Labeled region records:

◇ ◇ ◇ ◇ ◇ ◇ ◇

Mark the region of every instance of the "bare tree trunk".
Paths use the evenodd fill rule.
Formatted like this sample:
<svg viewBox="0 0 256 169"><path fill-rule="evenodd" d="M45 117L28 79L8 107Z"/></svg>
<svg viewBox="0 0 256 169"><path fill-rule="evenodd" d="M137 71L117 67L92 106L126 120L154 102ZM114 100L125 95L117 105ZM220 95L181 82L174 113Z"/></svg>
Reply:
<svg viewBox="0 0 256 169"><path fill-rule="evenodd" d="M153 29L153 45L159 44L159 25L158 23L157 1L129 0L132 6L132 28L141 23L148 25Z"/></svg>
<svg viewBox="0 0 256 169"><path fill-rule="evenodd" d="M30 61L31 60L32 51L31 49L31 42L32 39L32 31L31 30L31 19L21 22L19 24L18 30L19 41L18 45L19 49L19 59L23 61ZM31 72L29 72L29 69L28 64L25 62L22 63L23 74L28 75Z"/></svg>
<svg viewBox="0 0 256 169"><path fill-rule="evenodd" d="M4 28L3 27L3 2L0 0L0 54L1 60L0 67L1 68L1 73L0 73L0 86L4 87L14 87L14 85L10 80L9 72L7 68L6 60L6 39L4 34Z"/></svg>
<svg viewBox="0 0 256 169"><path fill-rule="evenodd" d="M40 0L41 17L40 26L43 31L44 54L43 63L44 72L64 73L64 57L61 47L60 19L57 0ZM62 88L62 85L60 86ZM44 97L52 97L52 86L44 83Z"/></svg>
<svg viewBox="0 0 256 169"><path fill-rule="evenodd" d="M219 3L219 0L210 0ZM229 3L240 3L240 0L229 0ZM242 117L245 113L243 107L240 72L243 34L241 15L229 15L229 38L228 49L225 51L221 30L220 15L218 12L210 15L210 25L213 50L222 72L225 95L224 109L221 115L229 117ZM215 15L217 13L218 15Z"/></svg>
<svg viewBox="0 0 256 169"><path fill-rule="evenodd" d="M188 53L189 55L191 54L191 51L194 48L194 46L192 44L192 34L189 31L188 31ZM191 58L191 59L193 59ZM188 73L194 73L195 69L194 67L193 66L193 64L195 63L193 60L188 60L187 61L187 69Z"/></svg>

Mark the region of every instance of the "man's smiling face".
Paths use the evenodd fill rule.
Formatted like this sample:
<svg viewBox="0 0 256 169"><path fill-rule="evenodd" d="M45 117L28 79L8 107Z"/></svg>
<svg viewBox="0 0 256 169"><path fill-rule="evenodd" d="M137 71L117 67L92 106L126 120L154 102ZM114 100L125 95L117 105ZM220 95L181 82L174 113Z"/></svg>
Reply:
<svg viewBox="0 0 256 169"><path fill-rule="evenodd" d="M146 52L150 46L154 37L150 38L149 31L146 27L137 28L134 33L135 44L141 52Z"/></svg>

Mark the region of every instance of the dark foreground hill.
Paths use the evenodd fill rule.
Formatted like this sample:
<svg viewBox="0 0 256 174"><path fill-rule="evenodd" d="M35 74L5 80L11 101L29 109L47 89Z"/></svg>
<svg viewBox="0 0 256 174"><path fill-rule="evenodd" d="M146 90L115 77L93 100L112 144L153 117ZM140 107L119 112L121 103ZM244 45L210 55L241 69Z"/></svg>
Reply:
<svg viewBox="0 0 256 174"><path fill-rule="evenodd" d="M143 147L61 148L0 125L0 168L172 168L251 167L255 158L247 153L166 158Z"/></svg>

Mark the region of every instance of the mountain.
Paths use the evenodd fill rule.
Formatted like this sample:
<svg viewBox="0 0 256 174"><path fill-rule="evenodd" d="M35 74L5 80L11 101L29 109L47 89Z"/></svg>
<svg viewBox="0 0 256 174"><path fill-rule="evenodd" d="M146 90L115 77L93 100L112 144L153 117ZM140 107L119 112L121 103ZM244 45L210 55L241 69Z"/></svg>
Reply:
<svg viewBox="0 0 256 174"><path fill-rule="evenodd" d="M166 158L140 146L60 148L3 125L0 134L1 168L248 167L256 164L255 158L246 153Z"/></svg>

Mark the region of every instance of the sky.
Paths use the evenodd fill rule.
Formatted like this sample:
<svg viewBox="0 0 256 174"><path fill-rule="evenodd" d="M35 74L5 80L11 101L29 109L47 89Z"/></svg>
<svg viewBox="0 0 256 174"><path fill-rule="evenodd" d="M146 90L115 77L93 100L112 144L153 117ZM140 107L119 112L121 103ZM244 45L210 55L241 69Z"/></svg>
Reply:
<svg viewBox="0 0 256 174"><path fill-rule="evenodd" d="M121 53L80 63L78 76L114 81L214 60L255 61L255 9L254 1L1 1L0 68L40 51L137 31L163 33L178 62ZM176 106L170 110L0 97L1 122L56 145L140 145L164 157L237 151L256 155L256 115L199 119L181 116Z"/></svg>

◇ ◇ ◇ ◇ ◇ ◇ ◇

*WHAT TO PRODUCE*:
Put all of the rows above into a two-column CSV with the headers request and answer, giving each request its own line. Wrap every field in double quotes and replace any line breaks inside a field with spaces.

*COMPLETED TASK*:
request,answer
"Mark the region of every instance of the ""bare tree trunk"". Paths use the evenodd fill rule. Formatted like this sample: <svg viewBox=""0 0 256 169""><path fill-rule=""evenodd"" d=""M45 117L28 79L8 107Z""/></svg> <svg viewBox=""0 0 256 169""><path fill-rule=""evenodd"" d=""M137 71L117 67L92 106L126 120L154 102ZM114 100L125 95L117 105ZM220 95L181 82L174 113Z""/></svg> Reply:","<svg viewBox=""0 0 256 169""><path fill-rule=""evenodd"" d=""M153 29L153 45L159 44L159 25L158 23L157 1L129 0L132 6L132 28L141 23L148 25Z""/></svg> <svg viewBox=""0 0 256 169""><path fill-rule=""evenodd"" d=""M30 61L31 60L32 51L31 49L31 42L32 39L32 31L31 30L31 19L21 22L19 24L18 30L19 41L18 45L19 49L19 59L23 61ZM31 72L29 72L29 69L28 64L25 62L22 63L23 74L28 75Z""/></svg> <svg viewBox=""0 0 256 169""><path fill-rule=""evenodd"" d=""M4 28L3 27L3 2L0 0L0 54L1 60L0 67L1 68L1 73L0 73L0 86L4 87L14 87L14 85L10 80L9 72L7 68L6 60L6 39L4 34Z""/></svg> <svg viewBox=""0 0 256 169""><path fill-rule=""evenodd"" d=""M40 0L41 17L40 26L43 31L44 54L43 63L44 72L64 73L64 57L61 47L60 19L57 0ZM62 88L62 85L60 86ZM44 97L52 97L52 86L44 83Z""/></svg> <svg viewBox=""0 0 256 169""><path fill-rule=""evenodd"" d=""M219 3L219 0L210 0ZM229 3L240 3L240 0L229 0ZM242 117L245 113L243 107L240 72L243 34L241 15L229 15L229 38L228 49L225 51L221 30L220 15L218 12L210 15L210 25L213 50L222 72L225 95L224 109L221 115L229 117ZM215 15L217 13L218 15Z""/></svg> <svg viewBox=""0 0 256 169""><path fill-rule=""evenodd"" d=""M188 53L189 55L191 54L191 51L194 48L194 46L192 44L192 34L189 31L188 31ZM191 58L191 59L193 59ZM188 73L194 73L195 69L194 67L193 66L193 64L195 63L193 60L188 60L187 61L187 69Z""/></svg>"
"Mark the region of every instance of the ""man's smiling face"". Paths use the evenodd fill rule. Formatted like this sample: <svg viewBox=""0 0 256 169""><path fill-rule=""evenodd"" d=""M45 117L28 79L8 107Z""/></svg> <svg viewBox=""0 0 256 169""><path fill-rule=""evenodd"" d=""M137 71L117 67L92 106L126 120L154 102ZM114 100L125 95L117 105ZM220 95L181 82L174 113Z""/></svg> Reply:","<svg viewBox=""0 0 256 169""><path fill-rule=""evenodd"" d=""M146 52L150 46L154 37L150 38L149 31L146 27L137 28L134 33L135 44L141 52Z""/></svg>"
"Mark the region of every instance of the dark foreground hill. Paths use the evenodd fill rule. Formatted like this sample: <svg viewBox=""0 0 256 174""><path fill-rule=""evenodd"" d=""M35 74L5 80L11 101L29 109L47 89Z""/></svg> <svg viewBox=""0 0 256 174""><path fill-rule=""evenodd"" d=""M146 90L115 77L93 100L112 144L153 117ZM140 107L119 112L121 103ZM244 45L210 55L241 69Z""/></svg> Reply:","<svg viewBox=""0 0 256 174""><path fill-rule=""evenodd"" d=""M143 147L61 148L0 125L0 168L172 168L251 167L255 158L247 153L166 158Z""/></svg>"
"Mark the region of every instance of the mountain. Paths use the evenodd fill rule. Formatted like this sample: <svg viewBox=""0 0 256 174""><path fill-rule=""evenodd"" d=""M35 74L5 80L11 101L29 109L47 89Z""/></svg> <svg viewBox=""0 0 256 174""><path fill-rule=""evenodd"" d=""M146 90L115 77L93 100L112 144L153 117ZM140 107L119 112L121 103ZM244 45L210 55L241 69Z""/></svg> Reply:","<svg viewBox=""0 0 256 174""><path fill-rule=""evenodd"" d=""M166 158L140 146L60 148L3 125L0 134L1 168L248 167L256 164L255 158L246 153Z""/></svg>"
"Mark the region of every instance of the sky. Paths use the evenodd fill rule. Formatted like this sample: <svg viewBox=""0 0 256 174""><path fill-rule=""evenodd"" d=""M35 74L5 80L11 101L29 109L47 89Z""/></svg> <svg viewBox=""0 0 256 174""><path fill-rule=""evenodd"" d=""M146 90L115 77L93 100L112 144L153 117ZM140 107L119 112L121 103ZM244 45L210 55L241 69Z""/></svg> Reply:","<svg viewBox=""0 0 256 174""><path fill-rule=""evenodd"" d=""M121 53L80 63L78 76L114 81L214 60L255 61L255 9L254 1L1 1L0 68L40 51L137 31L163 33L178 62ZM176 106L170 110L0 97L1 122L56 145L140 145L164 157L237 151L256 155L256 115L199 119L181 116Z""/></svg>"